## TEXT SEGMENT
####
For me that example is working @mattijn. (Or at least it displays without an error.)
When you run print(chart.to_json())
, does the params
property show up at the top level (that's where we want it)? Maybe the GitHub repo hadn't fully updated when you tested it?
Ah, yes! Latest commit didn't come properly through. Yes, this works now as well!
Great! Please keep looking for examples that don't work as expected.
This is not working, it resolves as option 3 from https://github.com/vega/vega-lite/issues/6890#issuecomment-1266821631. Probably outside the scope of this PR?
import pandas as pd
import altair as alt
source_url = "https://unpkg.com/[email protected]/data/weather.csv"
highlight = alt.selection_point(
nearest=True, on="mouseover", encodings=["x"], clear="mouseout"
)
chart = alt.Chart(source_url).mark_circle().encode(
x=alt.X("month(date):T"),
color=alt.Color("location:N"),
y=alt.Y(alt.repeat(), type="quantitative", aggregate="mean"),
size=alt.condition(highlight, alt.value(200), alt.value(50), empty=False),
).repeat(["temp_max", "precipitation", "wind"]).add_params(highlight)
chart
Hmm, do you see what's wrong with the json that results from your example? At first glance I would have expected this json to be correct. Open the Chart in the Vega Editor
Nope, reported here: https://github.com/vega/vega-lite/issues/8452. Including a grouped issue regarding all the issues we have for the repeat
operator, https://github.com/vega/vega-lite/issues/8453.
I discovered two more issues that are not working:
First, .interactive()
does not work in combination with h
/v
-concat
:
!python -m pip install git+https://github.com/ChristopherDavisUCI/altair.git@liftparams
import altair as alt
source = 'https://unpkg.com/[email protected]/data/weather.csv'
# interval = alt.selection_interval(encodings=['x'], bind='scales')
line = (
alt.Chart(height=100)
.mark_bar(point=True)
.encode(
x=alt.X("date:T"),
y=alt.Y("precipitation:Q"),
color=alt.Color("location:N"),
)
)
alt.vconcat(line, line, data=source).interactive(bind_y=False) # .add_params(interval)
AttributeError: 'VConcatChart' object has no attribute 'interactive'
Second, I get a duplicate signal name error with the following:
highlight = alt.selection_point(
nearest=True, on="mouseover", encodings=["x"], clear="mouseout"
)
interval = alt.selection_interval(encodings=['x'], bind='scales')
line = (
alt.Chart(height=100)
.mark_line(point=True)
.encode(
x=alt.X("month(date):T"),
y=alt.Y("mean(precipitation):Q"),
color=alt.Color("location:N"),
)
) # .interactive(bind_y=False) # add_params(interval)
rule = (
alt.Chart()
.mark_rule()
.encode(
x=alt.X("month(date):T"),
color=alt.value("black"),
opacity=alt.condition(highlight, alt.value(1), alt.value(0), empty=False),
)
)
tick = (
alt.Chart()
.mark_tick(point=True)
####
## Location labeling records
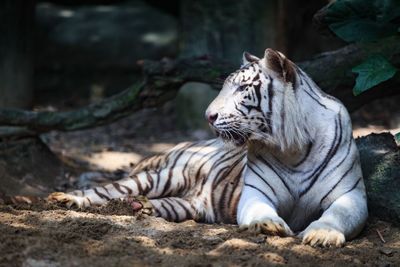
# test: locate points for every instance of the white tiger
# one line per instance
(293, 169)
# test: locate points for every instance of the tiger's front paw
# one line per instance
(140, 204)
(323, 235)
(66, 199)
(269, 226)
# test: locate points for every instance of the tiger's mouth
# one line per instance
(238, 139)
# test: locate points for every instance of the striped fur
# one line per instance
(285, 161)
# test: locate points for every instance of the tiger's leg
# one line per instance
(344, 219)
(151, 184)
(170, 208)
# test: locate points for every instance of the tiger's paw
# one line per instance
(140, 204)
(66, 199)
(269, 226)
(322, 235)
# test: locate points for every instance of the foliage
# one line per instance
(362, 21)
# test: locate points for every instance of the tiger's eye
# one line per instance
(241, 88)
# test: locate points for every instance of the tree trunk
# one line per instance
(16, 31)
(224, 29)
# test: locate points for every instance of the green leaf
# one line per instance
(363, 20)
(371, 72)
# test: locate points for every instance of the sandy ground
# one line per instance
(47, 235)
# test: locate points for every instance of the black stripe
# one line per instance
(348, 191)
(171, 169)
(331, 153)
(269, 112)
(169, 216)
(255, 188)
(276, 173)
(138, 183)
(260, 176)
(316, 100)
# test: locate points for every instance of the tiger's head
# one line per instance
(258, 102)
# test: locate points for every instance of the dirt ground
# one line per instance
(43, 234)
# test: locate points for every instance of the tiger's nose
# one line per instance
(212, 117)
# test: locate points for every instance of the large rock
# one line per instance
(380, 161)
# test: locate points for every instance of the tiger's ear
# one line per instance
(248, 58)
(278, 62)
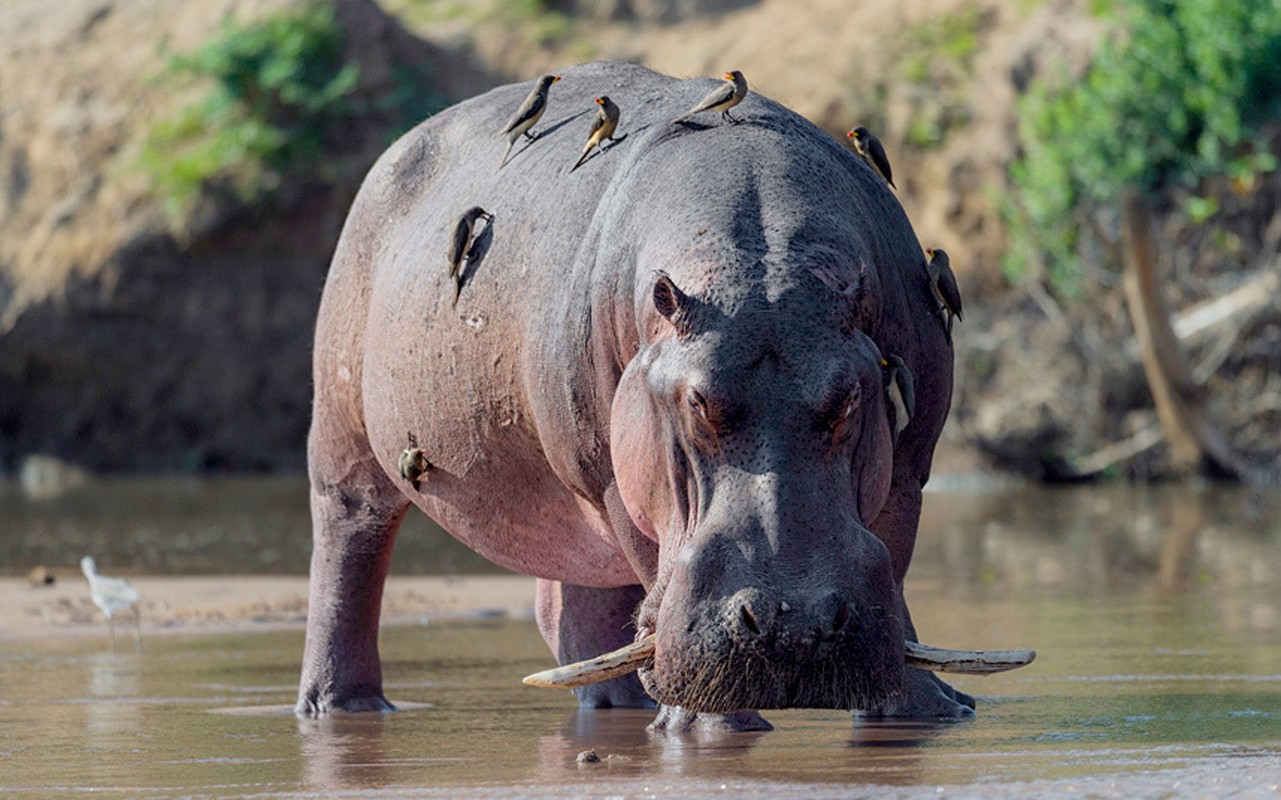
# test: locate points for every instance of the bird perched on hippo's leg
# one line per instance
(460, 245)
(721, 99)
(873, 152)
(944, 286)
(602, 128)
(527, 115)
(413, 462)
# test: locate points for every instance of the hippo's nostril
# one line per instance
(842, 617)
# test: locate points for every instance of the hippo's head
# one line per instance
(753, 444)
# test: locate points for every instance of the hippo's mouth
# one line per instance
(639, 654)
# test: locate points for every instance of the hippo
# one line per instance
(660, 393)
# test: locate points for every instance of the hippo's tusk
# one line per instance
(625, 659)
(966, 662)
(632, 657)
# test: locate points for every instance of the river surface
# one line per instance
(1156, 613)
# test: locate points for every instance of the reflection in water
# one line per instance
(113, 709)
(343, 752)
(1154, 611)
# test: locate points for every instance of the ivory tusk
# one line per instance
(966, 662)
(632, 657)
(625, 659)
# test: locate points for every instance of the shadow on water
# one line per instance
(1154, 613)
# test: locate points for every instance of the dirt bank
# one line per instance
(244, 603)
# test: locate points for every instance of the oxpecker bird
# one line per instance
(602, 128)
(413, 462)
(723, 97)
(902, 396)
(464, 232)
(944, 286)
(527, 115)
(112, 595)
(873, 152)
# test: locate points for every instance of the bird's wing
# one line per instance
(532, 105)
(878, 151)
(596, 126)
(721, 94)
(459, 245)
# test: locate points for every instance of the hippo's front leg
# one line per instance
(924, 694)
(354, 529)
(579, 622)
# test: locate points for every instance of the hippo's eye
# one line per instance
(697, 403)
(840, 421)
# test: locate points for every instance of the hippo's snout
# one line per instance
(823, 638)
(776, 627)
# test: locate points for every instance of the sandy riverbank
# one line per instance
(244, 602)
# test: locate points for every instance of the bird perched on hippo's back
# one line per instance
(527, 115)
(873, 152)
(943, 282)
(721, 99)
(602, 128)
(460, 245)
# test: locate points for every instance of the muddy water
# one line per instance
(1156, 613)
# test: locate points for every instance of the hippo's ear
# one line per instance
(673, 304)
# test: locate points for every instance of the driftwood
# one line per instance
(1193, 439)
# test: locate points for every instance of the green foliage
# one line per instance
(1174, 96)
(276, 90)
(937, 62)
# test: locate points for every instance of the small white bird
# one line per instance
(112, 595)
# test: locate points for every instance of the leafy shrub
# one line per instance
(1175, 95)
(277, 87)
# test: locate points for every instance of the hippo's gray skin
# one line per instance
(715, 443)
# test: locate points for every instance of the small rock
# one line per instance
(41, 576)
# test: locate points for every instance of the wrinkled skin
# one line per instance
(660, 393)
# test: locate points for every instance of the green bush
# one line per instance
(277, 88)
(1175, 95)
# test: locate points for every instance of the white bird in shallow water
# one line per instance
(112, 594)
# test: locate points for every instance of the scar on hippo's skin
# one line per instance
(902, 396)
(413, 462)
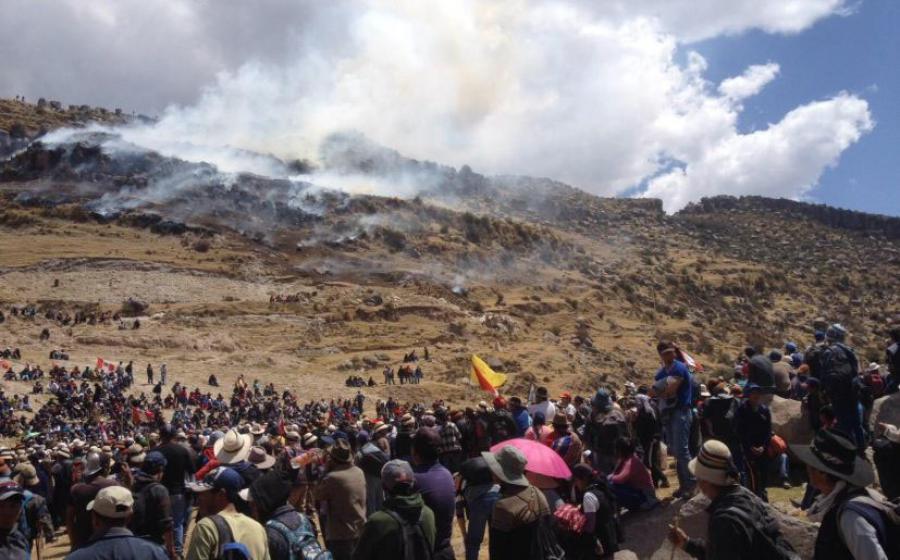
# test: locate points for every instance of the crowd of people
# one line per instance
####
## SET OF TASKS
**a)** In the Altair discussion, what error appears when .interactive() is called on the vconcat chart?
**b)** For each statement, say whether the Altair discussion agrees with it, and quote the deciding words: (i) The params property belongs at the top level of the chart JSON. (ii) The repeat chart example with the highlight selection works as expected. (iii) The second new issue produces a duplicate signal name error.
**c)** Continue the Altair discussion from its last line.
The location labeling records are separate material and have no connection to the Altair discussion.

## PER-TASK ANSWERS
**a)** AttributeError: 'VConcatChart' object has no attribute 'interactive'

**b)**
(i) Yes: "that's where we want it"
(ii) No: "This is not working"
(iii) Yes: "Second, I get a duplicate signal name error with the following"

**c)**
.encode(
x=alt.X("month(date):T"),
y=alt.Y("mean(precipitation):Q"),
color=alt.Color("location:N"),
)
)
alt.vconcat(line, tick + rule, data=source).add_params(
highlight
)
Javascript Error: Duplicate signal name: "param_45_tuple" This usually means there's a typo in your chart specification. See the javascript console for the full traceback.
Thanks @mattijn I will check those out! I always appreciate these bug examples.
By the way, it's slightly easier for me when you use the "url" data syntax, because then the json that's created is much more manageable. So if it's ever easy to make that switch, please do!
Will do!
Thanks for changing the data! I will try to understand the syntax so I can do that myself in the future.
Are we sure vconcat and hconcat should have an interactive
method? I looked back to v3 and I see interactive
defined for Chart, LayerChart, FacetChart, and RepeatChart but not VConcatChart.
For me it make sense and the VL-scheme is OK with it. If defined on the concat level, the axis interaction will be done on both charts:

Open the Chart in the Vega Editor
This is different compare to when defining on each sub-chart (which works already):
Open the Chart in the Vega Editor
Even with unequal axis name and type, this is OK on the concat: Open the Chart in the Vega Editor
BTW, it's just a shortcut to the parameter variant (which works already):
interval = alt.selection_interval(encodings=['x'], bind='scales')
line = (
alt.Chart(height=100)
.mark_bar(point=True)
.encode(
x=alt.X("date:T"),
y=alt.Y("precipitation:Q"),
color=alt.Color("location:N"),
)
)
alt.vconcat(line, line, data=source).add_params(interval) # .interactive(bind_y=False)
For the second example regarding the duplicate signal, I think we had this issue before.
If I change .mark_line(point=True)
to .mark_line(point=False)
it works. See https://github.com/vega/vega-lite/issues/7854, but that Altair spec it refers to does work now already.. (https://github.com/altair-viz/altair/pull/2528#issuecomment-992989438)